THE TASK
Please rewrite the listing below, changing "Mark the region" to "Outline the area" everywhere and leaving everything else as it is. Leave the pictures out of your version.

---------- GIVEN DATA ----------

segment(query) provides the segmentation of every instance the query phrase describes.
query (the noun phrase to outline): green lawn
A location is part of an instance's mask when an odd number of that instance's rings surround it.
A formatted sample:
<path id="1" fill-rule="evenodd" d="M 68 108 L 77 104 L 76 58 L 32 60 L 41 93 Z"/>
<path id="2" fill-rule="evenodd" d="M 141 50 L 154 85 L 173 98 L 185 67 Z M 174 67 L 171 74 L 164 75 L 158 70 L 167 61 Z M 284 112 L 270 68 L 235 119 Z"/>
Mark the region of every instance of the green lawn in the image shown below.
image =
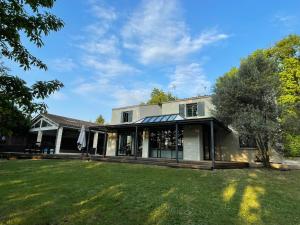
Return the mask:
<path id="1" fill-rule="evenodd" d="M 300 224 L 300 171 L 0 160 L 0 224 Z"/>

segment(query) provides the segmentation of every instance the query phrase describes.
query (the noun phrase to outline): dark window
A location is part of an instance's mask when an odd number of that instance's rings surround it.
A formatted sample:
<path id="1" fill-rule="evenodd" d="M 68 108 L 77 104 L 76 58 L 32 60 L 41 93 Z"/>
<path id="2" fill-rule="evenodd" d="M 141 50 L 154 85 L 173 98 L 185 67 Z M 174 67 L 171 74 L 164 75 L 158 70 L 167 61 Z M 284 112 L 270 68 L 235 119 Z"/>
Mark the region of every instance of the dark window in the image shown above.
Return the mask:
<path id="1" fill-rule="evenodd" d="M 256 141 L 253 136 L 239 137 L 240 148 L 256 148 Z"/>
<path id="2" fill-rule="evenodd" d="M 122 123 L 132 122 L 132 111 L 122 112 Z"/>
<path id="3" fill-rule="evenodd" d="M 186 104 L 186 117 L 197 116 L 197 103 Z"/>
<path id="4" fill-rule="evenodd" d="M 197 116 L 205 116 L 205 103 L 204 102 L 197 103 Z"/>
<path id="5" fill-rule="evenodd" d="M 176 158 L 175 128 L 151 129 L 149 150 L 153 158 Z M 178 130 L 178 158 L 183 158 L 183 130 Z"/>
<path id="6" fill-rule="evenodd" d="M 51 124 L 43 120 L 42 127 L 51 127 Z"/>

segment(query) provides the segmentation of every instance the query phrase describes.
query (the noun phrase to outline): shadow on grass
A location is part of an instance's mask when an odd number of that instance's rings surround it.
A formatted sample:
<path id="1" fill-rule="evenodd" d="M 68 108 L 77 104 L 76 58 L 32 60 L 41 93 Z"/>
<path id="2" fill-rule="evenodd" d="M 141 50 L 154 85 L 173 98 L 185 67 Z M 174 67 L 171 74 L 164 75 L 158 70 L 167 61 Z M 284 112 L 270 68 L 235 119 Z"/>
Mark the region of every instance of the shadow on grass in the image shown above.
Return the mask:
<path id="1" fill-rule="evenodd" d="M 296 172 L 20 160 L 1 162 L 0 176 L 0 224 L 297 224 L 300 219 Z"/>

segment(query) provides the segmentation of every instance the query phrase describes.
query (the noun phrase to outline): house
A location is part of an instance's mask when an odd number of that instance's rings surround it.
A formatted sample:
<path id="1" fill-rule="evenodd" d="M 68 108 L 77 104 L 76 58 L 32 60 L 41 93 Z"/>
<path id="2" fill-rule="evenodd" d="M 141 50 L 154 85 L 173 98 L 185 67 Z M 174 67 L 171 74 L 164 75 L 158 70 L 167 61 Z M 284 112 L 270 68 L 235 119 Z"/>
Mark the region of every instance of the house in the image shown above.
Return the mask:
<path id="1" fill-rule="evenodd" d="M 112 109 L 111 123 L 93 127 L 107 134 L 106 156 L 174 160 L 255 160 L 251 141 L 212 115 L 210 96 Z"/>
<path id="2" fill-rule="evenodd" d="M 90 152 L 102 154 L 104 133 L 90 129 L 97 126 L 96 123 L 48 113 L 40 114 L 32 120 L 28 143 L 52 148 L 55 154 L 79 154 L 77 139 L 82 126 L 86 129 Z"/>
<path id="3" fill-rule="evenodd" d="M 52 144 L 56 154 L 80 153 L 76 141 L 84 125 L 87 149 L 95 155 L 253 162 L 254 143 L 241 142 L 237 132 L 213 117 L 213 108 L 210 96 L 114 108 L 108 125 L 41 114 L 30 133 L 33 141 Z"/>

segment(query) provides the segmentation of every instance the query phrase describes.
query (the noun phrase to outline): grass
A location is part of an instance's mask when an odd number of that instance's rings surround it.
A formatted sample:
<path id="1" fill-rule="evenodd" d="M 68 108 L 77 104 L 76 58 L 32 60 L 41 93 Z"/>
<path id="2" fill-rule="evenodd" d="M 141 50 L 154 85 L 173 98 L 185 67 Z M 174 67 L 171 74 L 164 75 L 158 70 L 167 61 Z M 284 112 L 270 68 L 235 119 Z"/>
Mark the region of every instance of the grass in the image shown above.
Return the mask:
<path id="1" fill-rule="evenodd" d="M 0 160 L 0 224 L 300 224 L 300 171 Z"/>

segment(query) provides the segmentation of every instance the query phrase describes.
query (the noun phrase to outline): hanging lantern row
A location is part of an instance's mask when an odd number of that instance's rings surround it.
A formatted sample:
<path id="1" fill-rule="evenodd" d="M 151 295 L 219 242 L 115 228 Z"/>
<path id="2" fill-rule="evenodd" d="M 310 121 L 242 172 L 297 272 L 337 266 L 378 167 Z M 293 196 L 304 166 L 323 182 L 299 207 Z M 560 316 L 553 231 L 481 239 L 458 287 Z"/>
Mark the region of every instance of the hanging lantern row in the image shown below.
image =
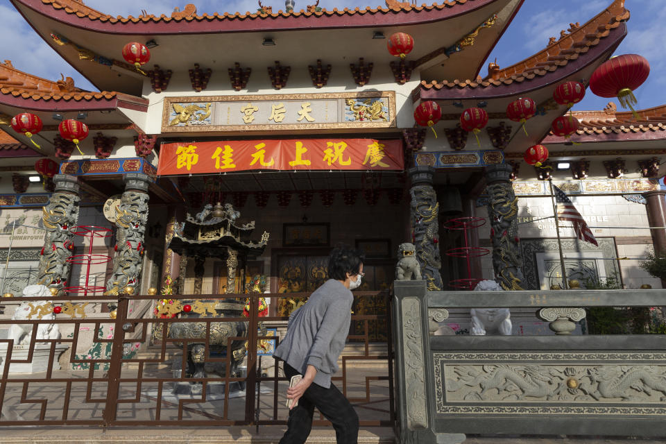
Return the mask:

----------

EXERCISE RESPONSE
segment(query) provides the segmentation of every instance the query phrase describes.
query (the noun phrase to outline): green lawn
A location is part of an instance's mask when an odd number of that instance's rings surround it.
A formatted sample:
<path id="1" fill-rule="evenodd" d="M 68 108 L 77 104 L 76 58 L 32 60 L 41 93 Z"/>
<path id="2" fill-rule="evenodd" d="M 141 50 L 154 85 L 173 98 L 185 67 Z M 174 67 L 171 74 L 164 75 L 158 70 L 167 61 Z M 284 112 L 270 68 L 235 119 Z"/>
Outline the area of every instance of the green lawn in the image shown below.
image =
Return the mask:
<path id="1" fill-rule="evenodd" d="M 300 224 L 300 171 L 0 160 L 0 224 Z"/>

segment(query) provides the segmentation of every instance the query phrase describes.
query (the noun phrase to outline): dark window
A location is part of an instance's mask when an odd number of that instance's rings surround it.
A formatted sample:
<path id="1" fill-rule="evenodd" d="M 68 108 L 77 104 L 76 58 L 32 60 L 41 93 Z"/>
<path id="2" fill-rule="evenodd" d="M 141 50 L 154 85 L 173 98 L 185 67 Z M 174 67 L 171 74 L 164 75 L 158 70 L 167 61 Z M 284 112 L 270 68 L 235 119 Z"/>
Outline the area of every instance of the dark window in the image shown above.
Return the mask:
<path id="1" fill-rule="evenodd" d="M 256 141 L 253 136 L 239 137 L 240 148 L 256 148 Z"/>
<path id="2" fill-rule="evenodd" d="M 122 123 L 132 122 L 132 111 L 122 112 Z"/>
<path id="3" fill-rule="evenodd" d="M 186 104 L 186 117 L 197 116 L 197 103 Z"/>
<path id="4" fill-rule="evenodd" d="M 197 116 L 205 116 L 205 103 L 204 102 L 197 103 Z"/>
<path id="5" fill-rule="evenodd" d="M 176 158 L 175 128 L 151 129 L 149 150 L 153 158 Z M 178 130 L 178 158 L 183 158 L 183 130 Z"/>
<path id="6" fill-rule="evenodd" d="M 51 124 L 43 120 L 42 127 L 51 127 Z"/>

segment(query) provides the segmentation of every instance the query phrase describes.
query (the noun phrase to outline): shadow on grass
A location is part of an instance's mask when an odd number of that instance's rings surround it.
A formatted sample:
<path id="1" fill-rule="evenodd" d="M 68 108 L 77 104 L 76 58 L 32 60 L 41 93 Z"/>
<path id="2" fill-rule="evenodd" d="M 141 50 L 154 85 L 173 98 L 185 67 Z M 174 67 L 171 74 L 164 75 L 158 70 L 167 61 Z M 284 112 L 270 68 L 235 119 Z"/>
Outline the area of every instance of the shadow on grass in the image shown above.
Return the mask:
<path id="1" fill-rule="evenodd" d="M 296 172 L 20 160 L 1 162 L 0 176 L 0 224 L 297 224 L 300 219 Z"/>

segment(query) provides the segmentation of every instance the query phrase describes.
query (the noun phrase to outline): house
A location is part of an instance's mask when an odd number of that instance's rings surround it.
A formatted sample:
<path id="1" fill-rule="evenodd" d="M 68 108 L 77 104 L 76 58 L 32 60 L 41 93 Z"/>
<path id="2" fill-rule="evenodd" d="M 141 50 L 154 85 L 173 98 L 185 67 Z M 174 67 L 171 74 L 164 75 L 158 70 L 167 61 Z M 284 112 L 270 68 L 235 119 Z"/>
Outline the area of every instance of the house in the image shown above.
Return the mask:
<path id="1" fill-rule="evenodd" d="M 112 109 L 111 123 L 93 127 L 107 134 L 106 156 L 174 160 L 255 160 L 251 141 L 212 115 L 210 96 Z"/>
<path id="2" fill-rule="evenodd" d="M 90 152 L 102 154 L 104 133 L 90 129 L 97 126 L 96 123 L 48 113 L 40 114 L 32 120 L 28 143 L 52 148 L 55 154 L 79 154 L 77 139 L 82 126 L 86 129 Z"/>
<path id="3" fill-rule="evenodd" d="M 52 144 L 56 154 L 80 153 L 76 141 L 84 125 L 87 149 L 95 155 L 253 162 L 254 143 L 241 142 L 237 132 L 213 117 L 213 108 L 210 96 L 114 108 L 108 125 L 41 114 L 30 133 L 33 141 Z"/>

segment(query) provides the segmentation of every instance the query phrase describes.
query (the noun phrase to outline): grass
A location is part of an instance's mask when an odd number of that instance's rings surround it.
A formatted sample:
<path id="1" fill-rule="evenodd" d="M 68 108 L 77 104 L 76 58 L 32 60 L 41 93 Z"/>
<path id="2" fill-rule="evenodd" d="M 141 50 L 154 85 L 173 98 L 185 67 Z M 174 67 L 171 74 L 164 75 L 158 70 L 167 61 Z M 284 112 L 270 68 L 235 119 Z"/>
Outline the area of every instance of the grass in the image shown above.
Return the mask:
<path id="1" fill-rule="evenodd" d="M 0 160 L 0 224 L 300 224 L 300 171 Z"/>

segment(query) provides the segmentation of every instance the query phrase describes.
query (the noun phrase to outline): hanging lantern row
A location is part of an instance's mask when an odd number of that instance's rings surround it.
A formatted sample:
<path id="1" fill-rule="evenodd" d="M 151 295 L 219 242 L 115 228 Z"/>
<path id="2" fill-rule="evenodd" d="M 310 121 L 242 172 L 297 272 L 337 266 L 378 167 Z M 293 196 L 304 166 L 323 182 L 299 207 Z M 560 316 L 553 231 L 481 239 L 458 287 Z"/>
Outline the area of every instance of the hanging lantern row in the image shown below.
image =
Return the mask:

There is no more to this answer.